**EXERCISE REQUIREMENTS**
Copy the material below, swapping every "Practice step" for "Exercise" and changing nothing else. Leave the pictures out of your copy.

============

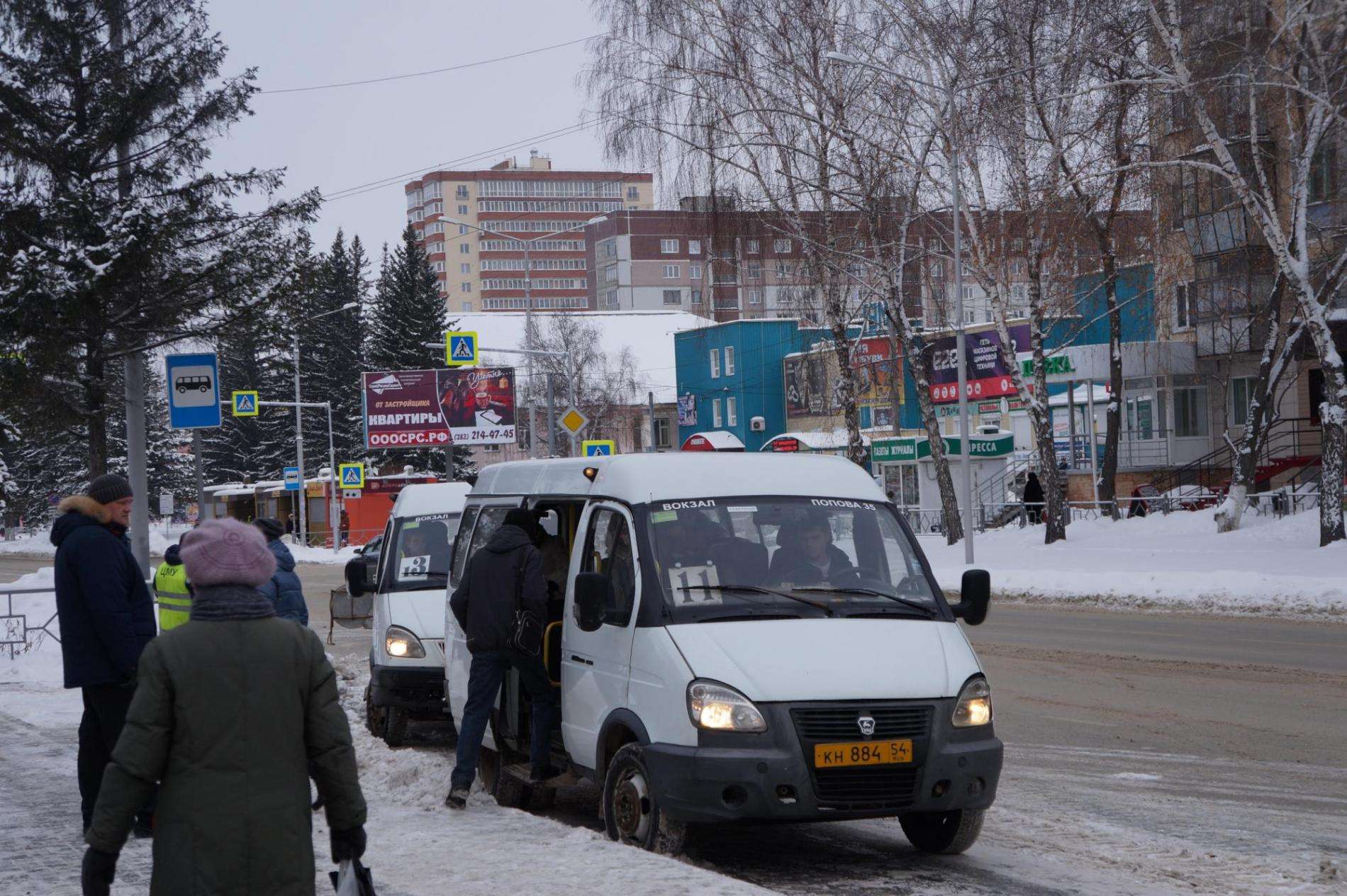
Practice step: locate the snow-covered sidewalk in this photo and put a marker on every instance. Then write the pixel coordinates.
(1175, 562)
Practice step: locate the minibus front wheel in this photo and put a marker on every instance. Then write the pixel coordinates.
(943, 833)
(631, 813)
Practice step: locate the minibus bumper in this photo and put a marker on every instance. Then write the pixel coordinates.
(419, 690)
(771, 776)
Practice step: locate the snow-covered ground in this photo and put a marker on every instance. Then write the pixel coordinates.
(1068, 821)
(1163, 562)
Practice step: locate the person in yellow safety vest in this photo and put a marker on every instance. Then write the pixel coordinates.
(173, 593)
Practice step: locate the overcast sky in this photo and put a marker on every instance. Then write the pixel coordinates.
(347, 136)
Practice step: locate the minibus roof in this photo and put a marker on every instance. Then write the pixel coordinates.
(420, 499)
(673, 476)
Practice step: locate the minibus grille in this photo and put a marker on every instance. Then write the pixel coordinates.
(839, 722)
(865, 787)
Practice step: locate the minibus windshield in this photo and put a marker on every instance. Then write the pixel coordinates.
(786, 556)
(420, 553)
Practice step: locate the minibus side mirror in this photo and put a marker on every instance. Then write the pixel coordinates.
(974, 596)
(592, 596)
(356, 581)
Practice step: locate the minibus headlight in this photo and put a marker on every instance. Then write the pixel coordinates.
(403, 644)
(720, 707)
(974, 706)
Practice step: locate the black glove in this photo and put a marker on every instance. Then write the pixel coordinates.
(97, 872)
(348, 844)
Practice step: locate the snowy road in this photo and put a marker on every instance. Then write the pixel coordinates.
(1146, 754)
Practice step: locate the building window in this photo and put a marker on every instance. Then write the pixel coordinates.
(1191, 411)
(1321, 186)
(1183, 312)
(1241, 393)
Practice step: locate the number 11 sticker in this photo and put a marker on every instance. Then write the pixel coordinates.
(695, 583)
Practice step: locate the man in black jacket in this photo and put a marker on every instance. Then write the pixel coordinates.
(107, 619)
(507, 569)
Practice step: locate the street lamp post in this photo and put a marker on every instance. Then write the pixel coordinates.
(528, 314)
(961, 349)
(302, 531)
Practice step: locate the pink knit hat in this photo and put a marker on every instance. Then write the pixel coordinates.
(227, 553)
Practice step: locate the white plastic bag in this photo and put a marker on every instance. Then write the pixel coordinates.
(347, 882)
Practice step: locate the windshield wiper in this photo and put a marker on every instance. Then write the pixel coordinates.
(756, 589)
(929, 610)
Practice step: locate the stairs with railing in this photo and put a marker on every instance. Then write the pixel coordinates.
(1292, 445)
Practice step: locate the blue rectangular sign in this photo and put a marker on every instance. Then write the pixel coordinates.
(193, 391)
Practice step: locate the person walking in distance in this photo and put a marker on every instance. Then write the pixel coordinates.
(1032, 499)
(173, 592)
(107, 620)
(283, 589)
(505, 573)
(233, 713)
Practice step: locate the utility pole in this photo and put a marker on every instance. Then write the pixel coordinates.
(966, 461)
(302, 530)
(649, 399)
(135, 363)
(552, 414)
(528, 344)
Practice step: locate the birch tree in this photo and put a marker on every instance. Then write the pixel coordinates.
(1266, 86)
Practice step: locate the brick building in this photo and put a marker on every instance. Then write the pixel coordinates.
(473, 225)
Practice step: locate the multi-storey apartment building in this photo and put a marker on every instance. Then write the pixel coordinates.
(474, 227)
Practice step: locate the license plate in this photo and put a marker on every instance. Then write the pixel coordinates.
(862, 754)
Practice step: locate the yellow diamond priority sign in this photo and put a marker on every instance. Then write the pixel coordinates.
(574, 420)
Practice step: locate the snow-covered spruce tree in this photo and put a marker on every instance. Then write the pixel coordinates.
(113, 237)
(408, 313)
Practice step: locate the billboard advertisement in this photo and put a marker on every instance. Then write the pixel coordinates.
(989, 378)
(437, 408)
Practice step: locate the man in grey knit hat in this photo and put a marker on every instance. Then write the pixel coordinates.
(107, 619)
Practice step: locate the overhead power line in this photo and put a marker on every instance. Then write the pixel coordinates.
(419, 74)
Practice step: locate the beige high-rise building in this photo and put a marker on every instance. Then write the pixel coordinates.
(476, 227)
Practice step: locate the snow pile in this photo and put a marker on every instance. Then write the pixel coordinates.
(308, 554)
(40, 659)
(1163, 562)
(417, 845)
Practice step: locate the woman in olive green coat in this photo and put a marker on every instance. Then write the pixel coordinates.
(233, 712)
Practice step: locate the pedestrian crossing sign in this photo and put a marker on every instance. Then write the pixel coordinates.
(352, 476)
(461, 349)
(598, 448)
(245, 403)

============

**SOLUTION**
Exercise: locate the snow-covered sidewalk in this photo and put a marker on every instance. Then write the pixel coordinates.
(1175, 562)
Exercise: locate the minibus front wheel in this photo and put a marker on every instance. Then write the pixel coordinates.
(943, 833)
(631, 813)
Exercise: locate the minibus bumper in this photo and put a marker on every instance. Then write the pixel coordinates.
(419, 690)
(771, 776)
Exercise: locate the snow-covered ground in this photo and put a marker on every instance. Then write the pixel coordinates.
(1068, 821)
(1163, 562)
Exercise: locate the person in yellow safety vest in this photo and put a marker on every instance. Then write the pixel coordinates.
(173, 593)
Exercise: locate the overcast sky in this photo and put a marker on every instance. Then write the pixel coordinates.
(347, 136)
Exercise: locate the minibus roof in this photo and put a marker on every instance. Then write the pixel coordinates.
(420, 499)
(673, 476)
Exercise: locate the minibus grille in this photo and put a marker on every instance. Then write the pixel coordinates.
(839, 722)
(865, 787)
Exercise: locate the minibus windshield in this photo and put a marker on every instance. Then write the pixel coordinates.
(786, 556)
(420, 553)
Exercise: locate the minibus side mirror in this photo and put a marker on every instance. Then write the pixel coordinates.
(974, 596)
(592, 596)
(356, 581)
Exercise: locate the minibus headlight in this photo and put a marker on every instance. Then write the pixel coordinates.
(403, 644)
(720, 707)
(974, 706)
Exercise: locate the black glove in this photo and put a marker on every instance. Then write the pixel coordinates.
(97, 872)
(348, 844)
Exercise: locate the snowy road in this photo and put a marker on every instance. Then write the pixel coordinates.
(1146, 754)
Exercise: locate the building window in this photo and put a marker on every instance. Then write the pixel coordinates.
(1191, 411)
(1321, 186)
(1183, 312)
(1241, 393)
Exercise: locate the number 11 sticker in this photo and put a marker on every instance. Then write the pixel coordinates.
(695, 583)
Exercise: locate the man in black jacket in this photo and put a marker on every instance. Then write the pixel coordinates.
(107, 619)
(507, 569)
Exercise: locate the street lamp post in this photo and put a marker on every instance. Then write the pixel coordinates.
(528, 314)
(961, 349)
(302, 531)
Exercise: locate the pink knit hat in this photo and put a marker on every instance. Then write the pixel coordinates.
(227, 553)
Exercise: locate the white plastic bag in this photo and put a marker on every instance. Then write the pixel coordinates.
(347, 882)
Exercise: locate the windshield wiper in this photo and put a marker on every instance. Then write the pixel coordinates.
(756, 589)
(929, 610)
Exercise: locate the stairs with railing in this photo and put a marker on every instance. Then write the pixel coordinates.
(1292, 445)
Exercise: locate the blue rectangular sign in this photo and put a marker on every instance. Then write the pixel coordinates.
(193, 391)
Exercise: locate the person walking in distance in this photo and put a marker on every instance. Then write the pixel coordinates.
(1032, 499)
(173, 592)
(107, 620)
(283, 589)
(505, 573)
(233, 713)
Exercise: locate the utility pole in this photo and put a marker on every instance. Then write the pixel coordinates.
(966, 461)
(302, 530)
(649, 399)
(135, 363)
(552, 414)
(528, 344)
Exercise: locate the birch tree in this photo and put a marker on every instance. Then write the pixel coordinates.
(1266, 86)
Exercise: locate the brick building in this photo and put a marker on every instance. Then write the pixel coordinates.
(473, 225)
Exercise: locate the multi-storey apartment building in this photo and put a marker on every instance. Then write the pixel coordinates.
(474, 227)
Exercise: locate the license plate in this photo and put a marker on every instance. Then write the pixel coordinates.
(862, 754)
Exercise: locate the yellow diamond priority sign in this photo and put a marker on every instance. Then write the pixel coordinates.
(574, 420)
Exercise: locate the snow-covered spruce tree in this photo and put a marker on every instance. Then write the pixel coordinates.
(113, 237)
(408, 313)
Exercise: locate the billboard advertisement in this photo and put a marker on every instance. Then write the pixel coordinates.
(989, 378)
(437, 408)
Exercise: locate the man in grey knit hat in this photo and put a marker on every instance. Then write the pixel coordinates.
(107, 619)
Exercise: locate the overhead power line in this photo and put a marker on every instance. Then write the pixel coordinates.
(419, 74)
Exercise: locate the beige high-rise building in this photo and put a marker on every instance. Then write the pixel coordinates.
(476, 227)
Exercise: locate the snow pile in this photo and put a marker on every instance. Then write the pixel coordinates.
(308, 554)
(40, 659)
(1163, 562)
(417, 845)
Exercise: locate the woman in olive green coat in this photo and put a marker on every instance. Then write the pixel coordinates.
(233, 712)
Exercise: locate the pedestrian crossing sign in this photo and put a marker on every instance. Then write the pixel coordinates.
(352, 476)
(461, 349)
(598, 448)
(245, 403)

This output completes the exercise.